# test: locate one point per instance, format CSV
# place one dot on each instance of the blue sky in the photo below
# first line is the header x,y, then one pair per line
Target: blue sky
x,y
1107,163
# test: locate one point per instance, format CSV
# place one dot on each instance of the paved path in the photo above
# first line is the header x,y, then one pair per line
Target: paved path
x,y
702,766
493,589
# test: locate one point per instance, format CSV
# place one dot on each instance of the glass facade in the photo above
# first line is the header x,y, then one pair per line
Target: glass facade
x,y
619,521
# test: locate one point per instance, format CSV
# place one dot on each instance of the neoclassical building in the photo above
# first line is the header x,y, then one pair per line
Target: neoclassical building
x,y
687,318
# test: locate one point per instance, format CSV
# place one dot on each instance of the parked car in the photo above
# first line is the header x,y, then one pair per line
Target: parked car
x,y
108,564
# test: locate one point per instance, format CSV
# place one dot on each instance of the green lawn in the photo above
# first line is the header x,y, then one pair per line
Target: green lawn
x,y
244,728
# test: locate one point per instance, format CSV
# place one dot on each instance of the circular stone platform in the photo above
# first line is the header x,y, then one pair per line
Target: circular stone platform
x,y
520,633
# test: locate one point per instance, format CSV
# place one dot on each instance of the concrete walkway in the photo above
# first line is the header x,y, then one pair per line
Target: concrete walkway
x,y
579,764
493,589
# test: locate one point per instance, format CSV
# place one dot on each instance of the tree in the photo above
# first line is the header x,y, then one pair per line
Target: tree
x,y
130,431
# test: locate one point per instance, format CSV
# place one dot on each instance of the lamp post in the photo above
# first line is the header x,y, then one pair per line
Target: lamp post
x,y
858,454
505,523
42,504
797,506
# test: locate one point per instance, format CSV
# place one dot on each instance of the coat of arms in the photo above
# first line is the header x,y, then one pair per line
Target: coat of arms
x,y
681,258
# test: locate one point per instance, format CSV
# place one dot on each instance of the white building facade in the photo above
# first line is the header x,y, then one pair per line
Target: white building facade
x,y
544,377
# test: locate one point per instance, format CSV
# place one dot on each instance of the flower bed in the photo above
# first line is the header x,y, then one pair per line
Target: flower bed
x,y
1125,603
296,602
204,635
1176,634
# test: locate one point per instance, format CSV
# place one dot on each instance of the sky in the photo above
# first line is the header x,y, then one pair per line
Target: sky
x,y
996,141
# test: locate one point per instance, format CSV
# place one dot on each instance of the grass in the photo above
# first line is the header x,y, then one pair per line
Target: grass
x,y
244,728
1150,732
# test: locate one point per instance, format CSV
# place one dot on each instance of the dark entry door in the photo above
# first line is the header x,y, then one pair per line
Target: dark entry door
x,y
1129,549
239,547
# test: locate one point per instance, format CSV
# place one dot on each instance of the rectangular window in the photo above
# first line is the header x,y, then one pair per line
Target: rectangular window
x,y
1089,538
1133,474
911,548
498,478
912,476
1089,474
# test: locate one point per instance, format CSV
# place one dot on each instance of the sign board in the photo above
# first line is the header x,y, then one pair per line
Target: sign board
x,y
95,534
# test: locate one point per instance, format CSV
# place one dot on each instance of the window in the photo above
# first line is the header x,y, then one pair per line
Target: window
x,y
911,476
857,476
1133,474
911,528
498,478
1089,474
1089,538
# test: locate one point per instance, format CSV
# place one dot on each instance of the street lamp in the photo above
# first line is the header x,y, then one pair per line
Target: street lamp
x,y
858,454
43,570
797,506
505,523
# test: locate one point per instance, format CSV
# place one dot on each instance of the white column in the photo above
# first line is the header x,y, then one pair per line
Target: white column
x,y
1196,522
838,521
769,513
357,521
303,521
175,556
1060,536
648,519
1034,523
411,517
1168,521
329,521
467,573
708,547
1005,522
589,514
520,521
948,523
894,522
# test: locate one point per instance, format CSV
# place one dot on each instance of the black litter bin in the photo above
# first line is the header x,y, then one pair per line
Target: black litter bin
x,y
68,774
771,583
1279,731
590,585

____

» WORK INSTRUCTION
Take the entries above and transcribe them in full.

» SOLUTION BELOW
# test: locate one point per instance, format CSV
# place one dot on each instance of the blue sky in the photo below
# first line is the header x,y, then one pair per line
Target: blue sky
x,y
1107,163
# test: locate one point per instance, format CSV
# place one dot on each instance of the paved path in the photo above
# first line is the header x,y, then one pair per line
Target: paved path
x,y
702,766
493,589
# test: locate one point per instance, format CSV
# place one dot on each instance of the glass facade in the photo above
# first line is the header x,y, then one pair per line
Target: glass facade
x,y
619,521
# test: locate one point per instance, format CSV
# place one dot on each instance of the neoclassical building in the photo above
# first line is the header x,y, then one pair per line
Target: neoclassical building
x,y
687,318
# test: locate one point per instance, format CSV
# place one dot on each instance of the parked car in the photo above
# first line is the header x,y, then one pair per line
Target: parked car
x,y
108,564
# test: locate one point per instance, format CSV
# place one dot on each instance of the green lawn in the photo above
# first line is the header x,y, then one pair per line
Target: green lawn
x,y
244,728
# test: locate one point per instance, format CSV
# place one dot on each instance of the circular stone platform in the photo above
# first line is the header x,y, then one pair per line
Target: circular stone platform
x,y
520,633
# test: locate one point per instance, format CSV
# place one dot on each instance of the concrete walkway in the photo above
# first line is the header x,y, then one pair per line
Target: concrete walkway
x,y
579,764
493,589
# test: locate one point per instance, format CSV
# place one dot on each instance of the tree in the photo above
# first line is the header x,y, then one pair per line
Target: tree
x,y
130,431
# test: locate one point per instance, format CSV
# place one dot on each instance of the lamp post in the photo above
# first line is the header x,y, then one pair per line
Target: lamp post
x,y
858,454
505,523
42,504
797,506
# test: locate one point per instance, format CSV
# place one dot on each instance of the coat of arms in the photo above
# first line is the header x,y, then one pair per line
Target: coat of arms
x,y
681,258
# test: locate one point per instance, format CSV
# place one dot on each instance of the white building facade in the photo above
# first line is the header x,y, then one pair per line
Target: white building facade
x,y
544,377
# test: locate one point per instance, format CSV
# place one dot on each instance of the flower bed in the photo above
# first line is the header x,y, then one pair per line
Target: flower bed
x,y
1125,603
296,602
204,635
1176,634
# test: locate one point per instance, format CSV
# place one dot on each instance of the sky in the photo above
# first line is the header x,y, then one pair per line
Target: sky
x,y
996,141
# test: locate one point per instance, format CSV
# place one dot on each instance of the grass in the photo above
# first line is the header x,y, then one pair per line
Target: grass
x,y
244,728
1150,732
# test: locate one point per instance, format CSV
# place one dot on each instance of the dark entry door in the photo above
# first line is the header x,y, then one pair per line
Target: dark entry door
x,y
1129,549
239,547
# test: locate one point per instance, format CSV
# place one dot on each instance of the rectangular window in the photo above
# first line is the header x,y, then one pair per line
Target: rectangular window
x,y
1089,538
1133,474
911,548
498,478
912,476
1089,474
# test: locate one point per instance, format CSV
# place one dot on each instance of the sign board in the photo above
# first line is the header x,y, then one pair per line
Target: sign board
x,y
95,534
# test: locate one point per instance, format CSV
# place one dot on each instance of the window in the photo above
# first line is the header x,y, then one pair per line
Target: window
x,y
911,476
857,476
1133,474
911,528
498,478
1089,474
1089,538
# test: locate one point per instance, format CSV
# place one dot on each instance of the street lamp in the photo above
# first line is the header x,y, then one pair per line
Target: street lamp
x,y
858,454
43,570
797,506
505,523
# test: locate one point per instance, format CSV
# place one dot on each instance of the white column in the photo above
# first line is the header x,y, then one pair per line
Target: white column
x,y
1196,522
838,521
769,513
357,521
303,521
175,556
1060,536
648,519
1034,523
411,517
1168,521
329,521
467,573
708,547
1005,522
589,514
520,521
948,523
894,522
# test: locate one point per instance, format CSV
# place one dot on each instance of the black litter bin in the photo above
# first line is the header x,y, then one pair per line
Target: black litter bin
x,y
68,774
771,583
1279,731
590,585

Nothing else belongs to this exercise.